[Material supplied]

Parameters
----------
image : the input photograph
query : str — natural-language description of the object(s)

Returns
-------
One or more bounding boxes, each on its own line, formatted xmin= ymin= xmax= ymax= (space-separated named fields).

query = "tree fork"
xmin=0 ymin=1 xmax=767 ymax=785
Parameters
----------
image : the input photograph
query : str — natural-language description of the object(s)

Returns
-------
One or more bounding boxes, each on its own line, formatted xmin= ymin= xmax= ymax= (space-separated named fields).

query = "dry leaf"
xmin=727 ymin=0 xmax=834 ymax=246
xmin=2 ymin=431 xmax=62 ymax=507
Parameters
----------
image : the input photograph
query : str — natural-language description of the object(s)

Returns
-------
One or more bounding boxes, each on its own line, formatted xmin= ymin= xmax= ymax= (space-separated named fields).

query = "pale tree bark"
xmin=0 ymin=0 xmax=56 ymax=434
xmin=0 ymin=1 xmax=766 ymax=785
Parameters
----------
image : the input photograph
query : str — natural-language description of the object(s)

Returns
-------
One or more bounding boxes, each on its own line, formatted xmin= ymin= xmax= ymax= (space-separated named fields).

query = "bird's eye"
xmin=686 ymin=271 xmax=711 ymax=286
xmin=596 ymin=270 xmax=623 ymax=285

[/Material supplied]

Exercise instructions: Everything in the listing needs to appear again exactly.

Finished exercise:
Parameters
----------
image : the input photograph
query : str — natural-language description of the object(s)

Returns
-------
One or more bounding boxes, each on its own line, formatted xmin= ymin= xmax= ymax= (space-separated named fields).

query = "tree fork"
xmin=0 ymin=1 xmax=767 ymax=785
Parameters
----------
image : the input photograph
query : str — natural-language description of the object(s)

Returns
-------
One or more bounding boxes, each on its own line, formatted xmin= ymin= xmax= ymax= (space-separated named fields).

query = "dry leaf"
xmin=727 ymin=0 xmax=834 ymax=246
xmin=2 ymin=431 xmax=62 ymax=507
Parameters
----------
image : the input photograph
query : str — natural-language description of the object(s)

Returns
-------
One or more bounding boxes, each on its own line, formatted xmin= ymin= xmax= ymax= (space-separated named fields).

query = "pale tree bark"
xmin=0 ymin=0 xmax=56 ymax=434
xmin=0 ymin=1 xmax=766 ymax=785
Parameters
----------
image : the input photograph
query : str — natural-language description of the object(s)

Returns
-------
One or more bounding boxes, each on its own line, formatted xmin= ymin= xmax= ymax= (space-separated named fields).

query = "bird's eye"
xmin=686 ymin=271 xmax=711 ymax=286
xmin=596 ymin=270 xmax=623 ymax=285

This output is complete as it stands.